Stated problem: Please pick out every line below that contains the word "machine", counting only matches with the same case.

Input rows:
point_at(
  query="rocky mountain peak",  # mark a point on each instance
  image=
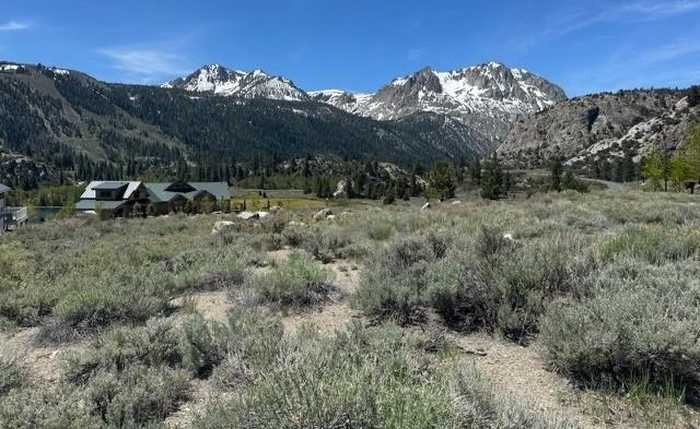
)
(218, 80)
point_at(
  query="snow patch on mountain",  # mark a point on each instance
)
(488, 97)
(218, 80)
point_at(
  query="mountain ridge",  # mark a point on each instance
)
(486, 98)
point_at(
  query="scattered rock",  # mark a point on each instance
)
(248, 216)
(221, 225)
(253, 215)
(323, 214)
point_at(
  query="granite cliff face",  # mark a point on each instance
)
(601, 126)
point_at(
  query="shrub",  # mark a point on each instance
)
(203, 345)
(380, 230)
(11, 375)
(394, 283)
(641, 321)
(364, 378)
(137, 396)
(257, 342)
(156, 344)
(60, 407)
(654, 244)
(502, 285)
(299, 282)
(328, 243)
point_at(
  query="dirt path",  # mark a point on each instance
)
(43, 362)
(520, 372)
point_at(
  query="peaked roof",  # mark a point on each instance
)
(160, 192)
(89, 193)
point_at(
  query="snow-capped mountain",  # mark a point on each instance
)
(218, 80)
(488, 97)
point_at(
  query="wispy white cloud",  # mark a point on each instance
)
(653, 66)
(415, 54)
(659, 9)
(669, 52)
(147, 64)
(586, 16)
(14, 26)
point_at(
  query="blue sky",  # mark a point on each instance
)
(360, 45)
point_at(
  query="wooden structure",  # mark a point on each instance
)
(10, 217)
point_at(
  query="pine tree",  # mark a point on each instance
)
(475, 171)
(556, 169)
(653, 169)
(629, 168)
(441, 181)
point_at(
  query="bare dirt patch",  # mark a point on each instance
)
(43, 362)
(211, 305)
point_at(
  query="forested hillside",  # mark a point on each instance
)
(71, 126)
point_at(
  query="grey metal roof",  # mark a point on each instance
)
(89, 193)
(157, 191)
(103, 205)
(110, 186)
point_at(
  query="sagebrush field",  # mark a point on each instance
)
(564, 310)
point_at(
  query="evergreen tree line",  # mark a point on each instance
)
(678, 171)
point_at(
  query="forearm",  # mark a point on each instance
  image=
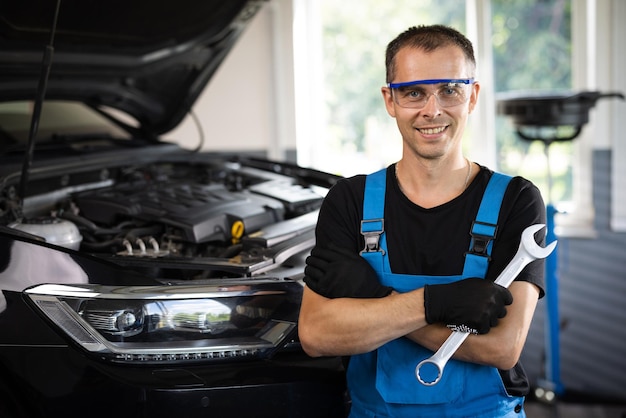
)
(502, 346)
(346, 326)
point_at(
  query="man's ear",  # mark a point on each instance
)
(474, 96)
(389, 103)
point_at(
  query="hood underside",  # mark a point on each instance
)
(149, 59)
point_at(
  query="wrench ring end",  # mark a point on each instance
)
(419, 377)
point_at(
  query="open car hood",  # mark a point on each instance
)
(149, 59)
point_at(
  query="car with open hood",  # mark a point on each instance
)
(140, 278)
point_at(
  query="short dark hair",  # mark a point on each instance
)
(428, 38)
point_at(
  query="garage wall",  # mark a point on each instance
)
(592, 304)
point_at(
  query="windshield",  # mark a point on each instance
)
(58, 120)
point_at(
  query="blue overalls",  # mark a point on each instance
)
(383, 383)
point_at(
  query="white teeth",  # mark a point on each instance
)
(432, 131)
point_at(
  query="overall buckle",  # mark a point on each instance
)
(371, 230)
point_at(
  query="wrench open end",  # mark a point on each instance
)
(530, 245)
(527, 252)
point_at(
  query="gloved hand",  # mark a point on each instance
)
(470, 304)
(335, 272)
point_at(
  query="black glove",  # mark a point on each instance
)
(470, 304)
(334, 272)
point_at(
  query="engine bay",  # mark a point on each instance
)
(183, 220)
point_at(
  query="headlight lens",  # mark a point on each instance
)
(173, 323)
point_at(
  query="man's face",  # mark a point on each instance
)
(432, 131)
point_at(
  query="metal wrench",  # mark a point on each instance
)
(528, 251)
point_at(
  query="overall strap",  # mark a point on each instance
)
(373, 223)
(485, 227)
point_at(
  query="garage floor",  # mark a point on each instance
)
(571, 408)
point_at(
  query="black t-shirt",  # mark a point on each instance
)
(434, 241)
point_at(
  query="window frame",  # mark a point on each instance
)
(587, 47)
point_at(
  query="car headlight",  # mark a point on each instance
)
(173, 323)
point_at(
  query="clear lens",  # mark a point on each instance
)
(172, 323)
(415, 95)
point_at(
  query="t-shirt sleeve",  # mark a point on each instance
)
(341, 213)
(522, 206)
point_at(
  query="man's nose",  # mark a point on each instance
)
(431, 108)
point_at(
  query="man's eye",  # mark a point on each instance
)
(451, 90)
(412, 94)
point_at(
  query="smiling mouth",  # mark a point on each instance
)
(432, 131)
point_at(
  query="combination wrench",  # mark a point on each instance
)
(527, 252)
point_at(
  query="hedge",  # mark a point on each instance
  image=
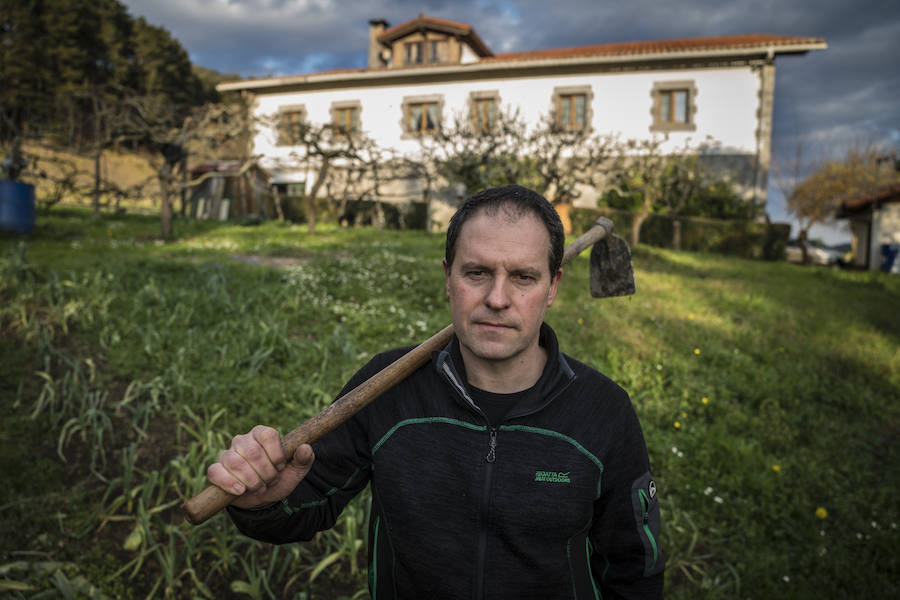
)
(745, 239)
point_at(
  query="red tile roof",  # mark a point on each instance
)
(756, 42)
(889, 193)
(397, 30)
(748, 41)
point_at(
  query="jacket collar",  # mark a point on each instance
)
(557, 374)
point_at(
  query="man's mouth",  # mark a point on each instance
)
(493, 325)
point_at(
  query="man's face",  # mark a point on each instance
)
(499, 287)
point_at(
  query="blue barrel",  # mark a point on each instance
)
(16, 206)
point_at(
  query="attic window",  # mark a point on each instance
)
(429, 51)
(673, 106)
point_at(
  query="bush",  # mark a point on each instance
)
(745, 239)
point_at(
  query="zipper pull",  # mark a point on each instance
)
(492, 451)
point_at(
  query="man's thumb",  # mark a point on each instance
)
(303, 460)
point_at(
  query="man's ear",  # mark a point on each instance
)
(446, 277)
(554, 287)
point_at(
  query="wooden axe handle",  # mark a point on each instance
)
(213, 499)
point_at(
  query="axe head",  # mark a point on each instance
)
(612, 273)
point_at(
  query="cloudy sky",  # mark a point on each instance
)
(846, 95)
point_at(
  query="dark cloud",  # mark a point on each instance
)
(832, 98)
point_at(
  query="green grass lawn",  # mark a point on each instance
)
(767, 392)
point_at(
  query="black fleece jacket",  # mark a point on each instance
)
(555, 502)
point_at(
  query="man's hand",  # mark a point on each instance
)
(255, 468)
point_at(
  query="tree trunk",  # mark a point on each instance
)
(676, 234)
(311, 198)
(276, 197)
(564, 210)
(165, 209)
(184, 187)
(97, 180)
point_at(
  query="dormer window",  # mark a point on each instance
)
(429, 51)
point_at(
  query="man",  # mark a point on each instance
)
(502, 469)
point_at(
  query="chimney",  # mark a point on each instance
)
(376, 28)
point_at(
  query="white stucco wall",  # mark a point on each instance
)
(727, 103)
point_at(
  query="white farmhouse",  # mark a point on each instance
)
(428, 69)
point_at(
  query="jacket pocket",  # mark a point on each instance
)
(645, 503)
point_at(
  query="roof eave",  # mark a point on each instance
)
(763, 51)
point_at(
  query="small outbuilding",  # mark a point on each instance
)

--

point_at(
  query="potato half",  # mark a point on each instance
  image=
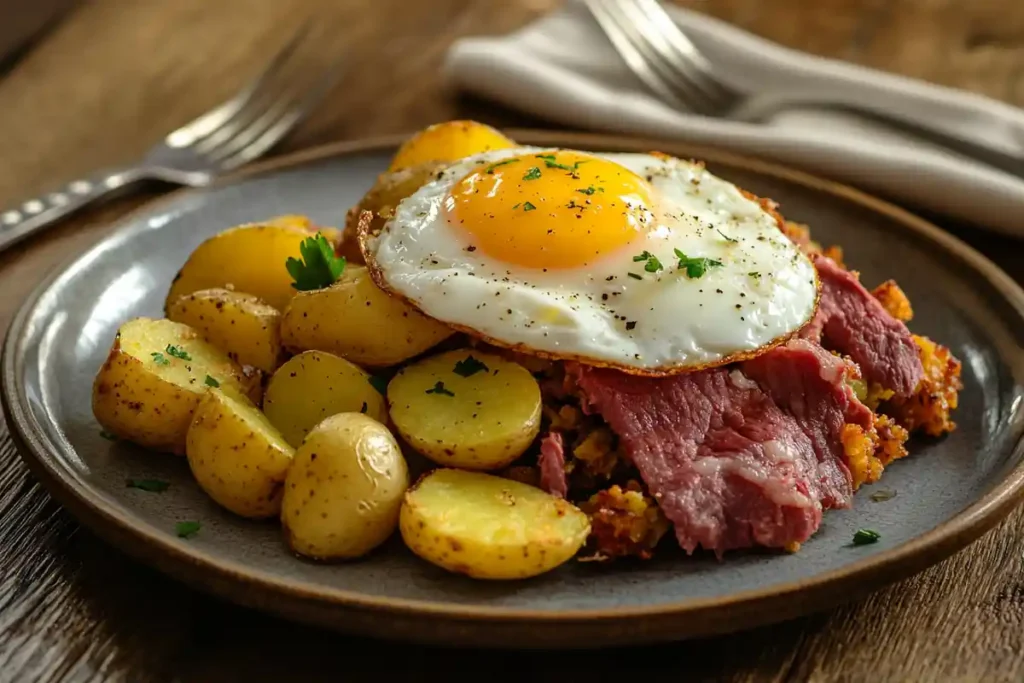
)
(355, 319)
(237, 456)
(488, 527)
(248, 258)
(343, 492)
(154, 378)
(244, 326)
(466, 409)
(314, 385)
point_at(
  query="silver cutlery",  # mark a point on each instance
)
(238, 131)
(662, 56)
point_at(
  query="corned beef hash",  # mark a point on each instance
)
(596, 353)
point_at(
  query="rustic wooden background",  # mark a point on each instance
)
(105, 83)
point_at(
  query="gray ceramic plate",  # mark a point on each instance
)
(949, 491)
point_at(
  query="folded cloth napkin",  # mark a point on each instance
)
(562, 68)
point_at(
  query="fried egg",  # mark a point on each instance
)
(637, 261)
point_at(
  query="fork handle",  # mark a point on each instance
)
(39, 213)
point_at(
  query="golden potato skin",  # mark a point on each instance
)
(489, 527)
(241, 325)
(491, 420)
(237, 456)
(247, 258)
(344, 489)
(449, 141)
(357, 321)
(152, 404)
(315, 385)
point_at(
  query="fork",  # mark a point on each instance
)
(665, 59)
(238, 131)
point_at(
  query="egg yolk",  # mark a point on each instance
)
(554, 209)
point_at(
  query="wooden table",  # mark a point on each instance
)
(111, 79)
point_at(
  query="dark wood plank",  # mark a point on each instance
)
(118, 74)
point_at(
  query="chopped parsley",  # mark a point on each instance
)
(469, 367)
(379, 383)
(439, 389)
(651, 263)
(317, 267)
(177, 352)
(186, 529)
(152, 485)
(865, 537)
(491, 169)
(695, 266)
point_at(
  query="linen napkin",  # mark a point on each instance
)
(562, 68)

--

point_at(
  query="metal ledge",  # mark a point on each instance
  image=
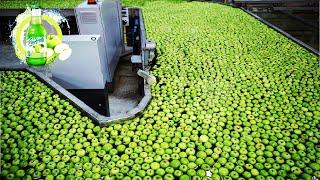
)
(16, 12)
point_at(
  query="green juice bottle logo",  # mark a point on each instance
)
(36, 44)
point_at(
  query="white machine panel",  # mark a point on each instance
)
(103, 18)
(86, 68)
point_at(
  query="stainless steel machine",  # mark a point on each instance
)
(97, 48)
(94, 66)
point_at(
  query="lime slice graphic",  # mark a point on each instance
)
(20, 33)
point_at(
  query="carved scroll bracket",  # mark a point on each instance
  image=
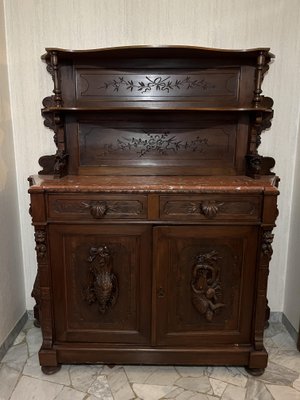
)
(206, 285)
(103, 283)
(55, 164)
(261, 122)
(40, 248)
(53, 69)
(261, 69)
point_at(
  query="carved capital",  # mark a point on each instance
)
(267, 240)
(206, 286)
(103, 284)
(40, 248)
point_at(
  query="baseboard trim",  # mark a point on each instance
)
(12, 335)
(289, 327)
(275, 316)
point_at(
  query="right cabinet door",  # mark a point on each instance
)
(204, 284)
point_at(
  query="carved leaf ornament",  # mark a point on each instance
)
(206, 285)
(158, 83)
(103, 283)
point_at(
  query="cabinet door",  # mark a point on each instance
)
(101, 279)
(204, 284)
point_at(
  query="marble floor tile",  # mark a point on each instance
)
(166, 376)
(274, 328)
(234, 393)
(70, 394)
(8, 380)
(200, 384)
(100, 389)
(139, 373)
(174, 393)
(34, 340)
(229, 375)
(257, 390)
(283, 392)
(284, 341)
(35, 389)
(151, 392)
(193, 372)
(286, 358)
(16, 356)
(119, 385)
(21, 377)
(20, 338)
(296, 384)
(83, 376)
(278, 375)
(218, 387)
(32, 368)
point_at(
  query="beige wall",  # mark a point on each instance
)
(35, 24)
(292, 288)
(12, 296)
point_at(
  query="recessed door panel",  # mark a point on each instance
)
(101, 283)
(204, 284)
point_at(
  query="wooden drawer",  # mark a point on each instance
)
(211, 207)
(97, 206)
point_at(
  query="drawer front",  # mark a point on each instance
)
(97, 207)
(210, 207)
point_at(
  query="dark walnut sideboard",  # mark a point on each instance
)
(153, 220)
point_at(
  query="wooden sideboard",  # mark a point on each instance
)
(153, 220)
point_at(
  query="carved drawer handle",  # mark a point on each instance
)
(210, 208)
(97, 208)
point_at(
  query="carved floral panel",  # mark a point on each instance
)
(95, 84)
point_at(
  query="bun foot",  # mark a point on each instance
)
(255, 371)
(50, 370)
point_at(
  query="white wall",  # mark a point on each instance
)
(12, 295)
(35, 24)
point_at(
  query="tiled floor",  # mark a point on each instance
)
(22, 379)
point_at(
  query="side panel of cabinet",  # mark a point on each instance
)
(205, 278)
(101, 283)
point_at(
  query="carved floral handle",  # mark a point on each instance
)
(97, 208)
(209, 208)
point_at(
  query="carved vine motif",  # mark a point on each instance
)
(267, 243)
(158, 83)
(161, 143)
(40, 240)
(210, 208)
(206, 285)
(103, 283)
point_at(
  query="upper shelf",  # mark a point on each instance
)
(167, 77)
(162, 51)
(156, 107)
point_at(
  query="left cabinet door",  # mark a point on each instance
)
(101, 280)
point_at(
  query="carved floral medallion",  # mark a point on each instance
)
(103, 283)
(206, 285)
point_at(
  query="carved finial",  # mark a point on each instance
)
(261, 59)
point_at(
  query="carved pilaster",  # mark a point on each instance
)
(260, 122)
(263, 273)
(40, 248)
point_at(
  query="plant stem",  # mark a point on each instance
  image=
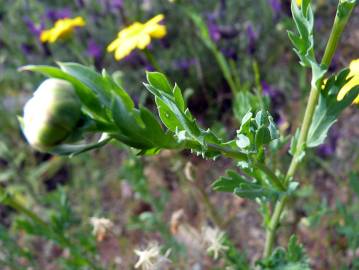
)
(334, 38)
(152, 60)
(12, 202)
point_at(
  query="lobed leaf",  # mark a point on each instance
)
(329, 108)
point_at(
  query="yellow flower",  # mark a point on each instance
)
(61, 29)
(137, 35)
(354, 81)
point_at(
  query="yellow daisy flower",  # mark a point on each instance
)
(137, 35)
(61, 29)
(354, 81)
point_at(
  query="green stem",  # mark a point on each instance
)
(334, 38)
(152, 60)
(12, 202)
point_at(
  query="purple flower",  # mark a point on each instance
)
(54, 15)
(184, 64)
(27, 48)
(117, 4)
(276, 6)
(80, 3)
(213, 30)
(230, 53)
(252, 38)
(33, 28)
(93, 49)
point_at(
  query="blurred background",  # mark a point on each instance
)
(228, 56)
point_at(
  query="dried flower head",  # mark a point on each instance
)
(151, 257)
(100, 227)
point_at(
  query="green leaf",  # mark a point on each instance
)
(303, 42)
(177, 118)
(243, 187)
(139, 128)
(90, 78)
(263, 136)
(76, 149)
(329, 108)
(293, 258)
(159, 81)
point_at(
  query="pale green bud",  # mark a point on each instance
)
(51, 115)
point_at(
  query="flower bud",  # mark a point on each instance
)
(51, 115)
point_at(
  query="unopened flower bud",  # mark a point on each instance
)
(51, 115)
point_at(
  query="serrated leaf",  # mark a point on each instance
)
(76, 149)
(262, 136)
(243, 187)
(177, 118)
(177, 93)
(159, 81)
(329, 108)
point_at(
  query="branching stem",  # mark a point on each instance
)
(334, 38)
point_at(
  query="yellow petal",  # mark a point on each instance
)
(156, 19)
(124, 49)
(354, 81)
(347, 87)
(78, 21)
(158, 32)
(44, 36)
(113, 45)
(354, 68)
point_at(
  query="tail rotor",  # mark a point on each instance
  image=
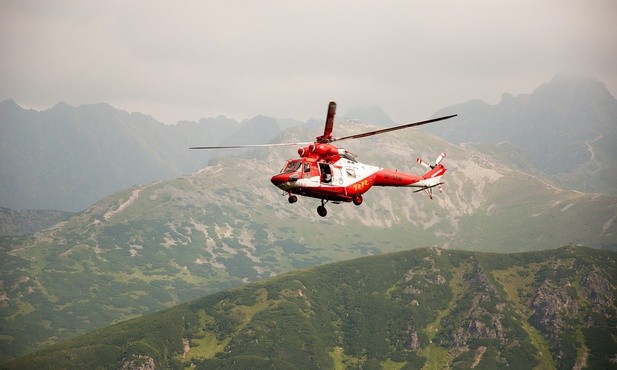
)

Answer in full:
  query="white machine panel",  # mark a point on each instance
  query="stainless steel machine",  # mark a point on each instance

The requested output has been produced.